### [Problem set]
1. Answer these questions about the misheard-lyrics thread:
(a) Which song does the "Porsche" mishearing come from?
(b) In the Hotel California post, what did the poster hear in place of "voices"?
(c) What reason does the poster of the Adele mishearing give for it?
2. Rewrite the part of the misheard-lyrics thread from "WE'RE GOING DOWN" up to and including "on The Sparrow...", putting "Robin" in place of "Sparrow".
3. Extend the misheard-lyrics thread, picking up from the point where it stops.

### [Text section]
# Misheard lyrics



## Schrodinger'sMeerkat (May 2, 2022)

The Smiths- "This Charming Man"
Real lyrics-"a jumped-up pantry boy"

What I heard: "a drugged-up country boy"


----------



## Punk_M0nitor (May 22, 2022)

_... Need I say more?_


----------



## a sleepy kitty (May 22, 2022)

WE'RE GOING DOWN DOEN EN UH LEUGH LEE LOUUU RAAAA

IN SUGAR WE'RE GOIN DOWN SWINGING


----------



## Schrodinger'sMeerkat (May 22, 2022)

His Eye is on The Sparrow...
 Actual lyrics 
"When Jesus is my portion".  
What I heard 
"When Jesus is my Porsche"


----------



## Foxridley (May 22, 2022)

Send My Love (To Your New Lover) by Adele

Actual lyrics: "Send my love to your new lover"

What I heard: "Get a little left hand love"

It was noisy when I heard it.


----------



## Marius Merganser (May 22, 2022)

Bruce Springsteen's "The Rising"

Actual lyrics:  "Come on up for the rising.  Come on up, lay your hands in mine."

What I heard: "Sign on up for Verizon.  Sign on up for Verizon tonight."


----------



## Schrodinger'sMeerkat (May 23, 2022)

Bruce Springsteen's "Blinded By The Light"
Real Lyrics: Revved up like a deuce 
What I heard: "wrapped up like a douche"


----------



## Baron Tredegar (May 23, 2022)

Plain White Ts "Hey there Delilah"
Real Lyrics: "Oh, its what you do to me"
What I heard: "Gnomes, what'd you do to me?"


----------



## Schrodinger'sMeerkat (May 23, 2022)

Not mine but someone I knew told me:

"Flora's Secret" by Enya
Real Lyrics: "
Winter Chanterelle lies Under cover Glory-of-the-sun in blue"
What they heard: "hope to train a jedi undercover with the help of sonic poop"


----------



## a sleepy kitty (Jun 10, 2022)

Dirty Deeds by AC/DC

Real lyrics:
"Dirty deeds, and they're done dirt cheap."
What they heard:
"Thirty thieves, and the thunder chief."


----------



## a sleepy kitty (Jun 10, 2022)

Also this:


----------



## Schrodinger'sMeerkat (Jun 10, 2022)

beanie the sleepy kitty said:


> Dirty Deeds by AC/DC
> 
> Real lyrics:
> "Dirty deeds, and they're done dirt cheap."
> ...


I head "dirty deeds and the dunder genie"


----------



## Xitheon (Jun 10, 2022)

Hotel California - Eagles

The real lyrics: "There were voices in the corridor."

I heard: "There were horses in the corridor."


----------



## Crimcyan (Jun 12, 2022)

Tom petty, running down a dream
heard: bite my ass
Actual: rubbed my eyes

Sloan, money city maniacs: 
Heard: body covered in goat jizz
Actual: Body was covered in coke fizz


----------



## Sodasats20 (Jun 12, 2022)

### [Recorded information]
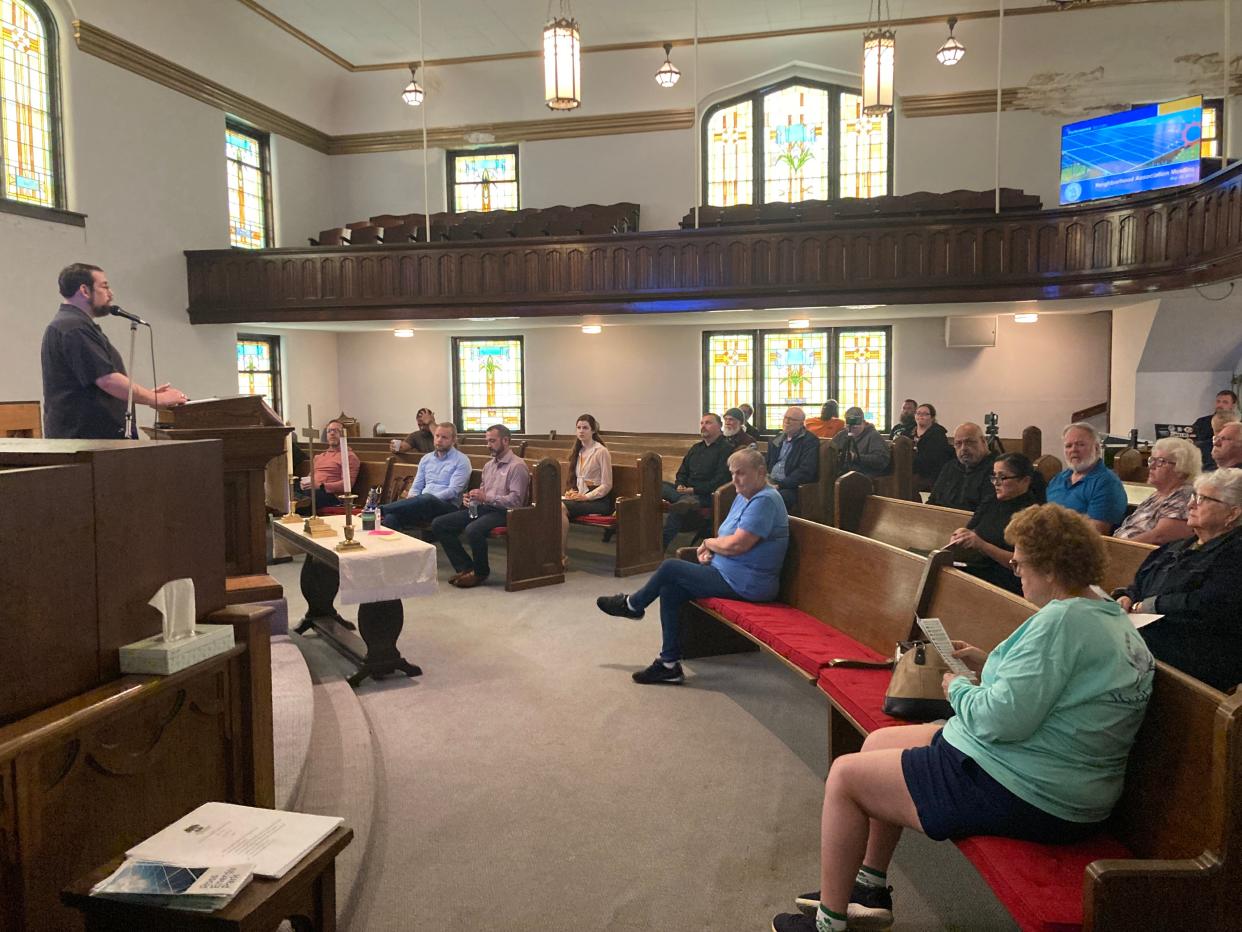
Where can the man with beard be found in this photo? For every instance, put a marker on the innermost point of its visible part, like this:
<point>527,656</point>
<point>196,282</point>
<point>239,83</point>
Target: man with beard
<point>1088,486</point>
<point>966,481</point>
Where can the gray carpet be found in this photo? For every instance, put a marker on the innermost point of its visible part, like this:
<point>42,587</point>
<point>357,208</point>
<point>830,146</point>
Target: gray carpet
<point>525,783</point>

### [Exercise responses]
1.
(a) His Eye is on The Sparrow
(b) Horses
(c) It was noisy when they heard it.

2.
WE'RE GOING DOWN DOEN EN UH LEUGH LEE LOUUU RAAAA

IN SUGAR WE'RE GOIN DOWN SWINGING


----------



## Schrodinger'sMeerkat (May 22, 2022)

His Eye is on The Robin...

3.
Lady Gaga: po-po-po-po-po-po-po-po-poker face 
My 10 year old brain: boo-boo-boo-boo-boo-boo-boo-boo-booger face


----------



## Punk_M0nitor (Oct 12, 2022)

Schrodinger'sMeerkat said:


> His Eye is on The Sparrow...
> Actual lyrics
> "When Jesus is my portion".
> What I heard
> "When Jesus is my Porsche"


He didn’t just take the wheel. He took the whole car


----------



## Schrodinger'sMeerkat (Oct 12, 2022)

Punk_M0nitor said:


> He didn’t just take the wheel. He took the whole car


LAMO


----------



## Funeralprime (Oct 12, 2022)

Xitheon said:


> Hotel California - Eagles
> 
> The real lyrics: "There were voices in the corridor."
> 
> I heard: "There were horses in the corridor."


this and also _un chinito pecando_ (a little chinese guy sinning) instead of 'then she lit up a candle'


----------



## Baron Tredegar (Oct 12, 2022)

The real lyrics: Despacito 
What I heard: Dance by the sea


----------



## Kumali (Oct 12, 2022)

Grateful Dead: Truckin'
Real lyrics: flashing marquees out on Main Street
What I heard: flashing my keys out on Main Street


----------



## a sleepy kitty (Oct 12, 2022)

Real lyrics: "Hit me with your best shot."
What I heard: "Hit me with your pet shark."


----------



## Woozle (Oct 12, 2022)

Giraffes in the air. Speaks for itself.






"I believe that the hotdogs go on."


----------



## Frank Gulotta (Nov 7, 2022)

Ohhh nooo not enough noodle. The nightly seed is losing another bassist.


----------



## Amepix Will Win (Nov 7, 2022)

misheard lyrics: Leather pants dipped in honey
Actual lyrics: Leather and lace, kicking some booty

The song: Sonic CD theme, known as You Can Do Anything or Toot Toot Sonic Warrior


----------



## Kit H. Ruppell (Nov 8, 2022)

"Dookie love? Are you sure?"


----------



## RubberfemAsriel (Nov 8, 2022)

Punk_M0nitor said:


> _... Need I say more?_


I thought that where are up all Mexican lucky was what about Mexican loki.


----------



## RamblingRenegade (Nov 8, 2022)

I mean in country you can just change lyrics to the same song and its a hit, and since 8 years ago I'm sure more have used this tune


----------



## Woozle (Nov 8, 2022)

When fuck your brother, he really wrong.

***

Don't suck it yet, no suck in sleep?


----------



## a sleepy kitty (Nov 8, 2022)

Real song: "We're up all night to get lucky."

Misheard lyrics: "We rub a Mexican monkey."


----------



## PanthersForFun (Nov 17, 2022)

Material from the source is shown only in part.